About this task ▸
Take the entries below and print all of them exactly, please.

Given records ▸
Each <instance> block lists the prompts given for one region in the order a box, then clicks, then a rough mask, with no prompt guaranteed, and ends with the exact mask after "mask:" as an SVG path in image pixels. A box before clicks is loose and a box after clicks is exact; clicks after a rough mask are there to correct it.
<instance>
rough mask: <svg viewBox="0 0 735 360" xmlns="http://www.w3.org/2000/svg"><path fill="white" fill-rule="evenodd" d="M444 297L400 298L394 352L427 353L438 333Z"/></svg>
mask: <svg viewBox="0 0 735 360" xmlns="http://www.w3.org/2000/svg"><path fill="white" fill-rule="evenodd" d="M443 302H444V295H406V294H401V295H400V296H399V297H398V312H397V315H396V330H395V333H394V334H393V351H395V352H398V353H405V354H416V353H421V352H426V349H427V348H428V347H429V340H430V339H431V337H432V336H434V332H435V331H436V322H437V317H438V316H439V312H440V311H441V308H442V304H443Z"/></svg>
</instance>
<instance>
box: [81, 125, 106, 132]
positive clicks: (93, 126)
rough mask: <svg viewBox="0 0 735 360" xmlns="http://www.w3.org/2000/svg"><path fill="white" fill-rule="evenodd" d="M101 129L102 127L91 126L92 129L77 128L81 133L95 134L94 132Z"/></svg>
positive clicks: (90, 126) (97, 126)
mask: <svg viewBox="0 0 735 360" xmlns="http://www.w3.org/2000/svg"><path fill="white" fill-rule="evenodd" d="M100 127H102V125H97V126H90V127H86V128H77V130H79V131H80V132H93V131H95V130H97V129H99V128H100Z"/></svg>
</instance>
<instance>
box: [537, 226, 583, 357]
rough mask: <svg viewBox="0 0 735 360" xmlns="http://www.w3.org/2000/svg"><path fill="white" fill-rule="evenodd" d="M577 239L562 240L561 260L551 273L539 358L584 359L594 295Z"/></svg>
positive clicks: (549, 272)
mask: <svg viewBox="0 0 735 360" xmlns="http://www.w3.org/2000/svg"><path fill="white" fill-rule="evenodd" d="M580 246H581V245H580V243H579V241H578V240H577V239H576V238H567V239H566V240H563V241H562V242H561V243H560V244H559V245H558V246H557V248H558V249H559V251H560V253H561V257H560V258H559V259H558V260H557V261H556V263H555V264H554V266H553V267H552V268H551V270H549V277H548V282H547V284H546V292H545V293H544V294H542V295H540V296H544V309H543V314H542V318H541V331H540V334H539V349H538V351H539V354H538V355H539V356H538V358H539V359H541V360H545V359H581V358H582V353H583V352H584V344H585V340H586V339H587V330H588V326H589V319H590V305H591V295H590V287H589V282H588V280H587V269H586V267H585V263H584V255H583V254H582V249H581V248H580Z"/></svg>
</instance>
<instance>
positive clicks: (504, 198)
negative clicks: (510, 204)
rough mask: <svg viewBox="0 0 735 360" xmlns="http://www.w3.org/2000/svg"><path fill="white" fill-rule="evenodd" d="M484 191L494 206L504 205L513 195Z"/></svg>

Exercise output ▸
Each <instance> block lists the prompts given for one region in the order a box, then clicks, then a rough mask, with no prompt guaranteed, and ends with the exact mask after "mask:" as an SVG path in image pixels. A box before clicks is loose and a box after clicks is exact; clicks after a rough mask are there to correct it.
<instance>
rough mask: <svg viewBox="0 0 735 360" xmlns="http://www.w3.org/2000/svg"><path fill="white" fill-rule="evenodd" d="M444 297L400 298L394 352L427 353L438 333Z"/></svg>
mask: <svg viewBox="0 0 735 360" xmlns="http://www.w3.org/2000/svg"><path fill="white" fill-rule="evenodd" d="M443 302H444V295H406V294H401V295H400V296H399V297H398V312H397V315H396V330H395V333H394V334H393V351H395V352H398V353H405V354H416V353H421V352H426V349H427V348H428V347H429V340H430V339H431V337H432V336H434V332H435V331H436V322H437V317H438V316H439V312H440V311H441V308H442V304H443Z"/></svg>
</instance>
<instance>
box: [81, 125, 106, 132]
positive clicks: (93, 126)
rough mask: <svg viewBox="0 0 735 360" xmlns="http://www.w3.org/2000/svg"><path fill="white" fill-rule="evenodd" d="M101 129L102 127L91 126L92 129L77 128L81 133L95 134L94 132Z"/></svg>
positive clicks: (90, 126) (97, 126)
mask: <svg viewBox="0 0 735 360" xmlns="http://www.w3.org/2000/svg"><path fill="white" fill-rule="evenodd" d="M100 127H102V125H97V126H90V127H86V128H77V130H79V131H80V132H93V131H95V130H97V129H99V128H100Z"/></svg>
</instance>
<instance>
box: [537, 226, 583, 357]
rough mask: <svg viewBox="0 0 735 360" xmlns="http://www.w3.org/2000/svg"><path fill="white" fill-rule="evenodd" d="M577 239L562 240L561 260L551 273L539 358L584 359L594 295Z"/></svg>
positive clicks: (549, 272)
mask: <svg viewBox="0 0 735 360" xmlns="http://www.w3.org/2000/svg"><path fill="white" fill-rule="evenodd" d="M580 246H581V245H580V243H579V241H578V240H577V239H576V238H567V239H566V240H563V241H562V242H561V243H560V244H559V245H558V246H557V248H558V249H559V251H560V253H561V257H560V258H559V259H558V260H557V261H556V263H555V264H554V266H553V267H552V268H551V270H549V277H548V282H547V284H546V292H545V293H544V294H542V295H540V296H544V309H543V314H542V318H541V331H540V334H539V349H538V351H539V354H538V355H539V356H538V358H539V359H541V360H545V359H581V358H582V353H583V352H584V344H585V340H586V339H587V330H588V326H589V319H590V305H591V295H590V287H589V282H588V280H587V269H586V267H585V263H584V255H583V254H582V249H581V248H580Z"/></svg>
</instance>
<instance>
positive clicks: (504, 198)
negative clicks: (510, 204)
rough mask: <svg viewBox="0 0 735 360" xmlns="http://www.w3.org/2000/svg"><path fill="white" fill-rule="evenodd" d="M484 191L494 206L504 205L513 195Z"/></svg>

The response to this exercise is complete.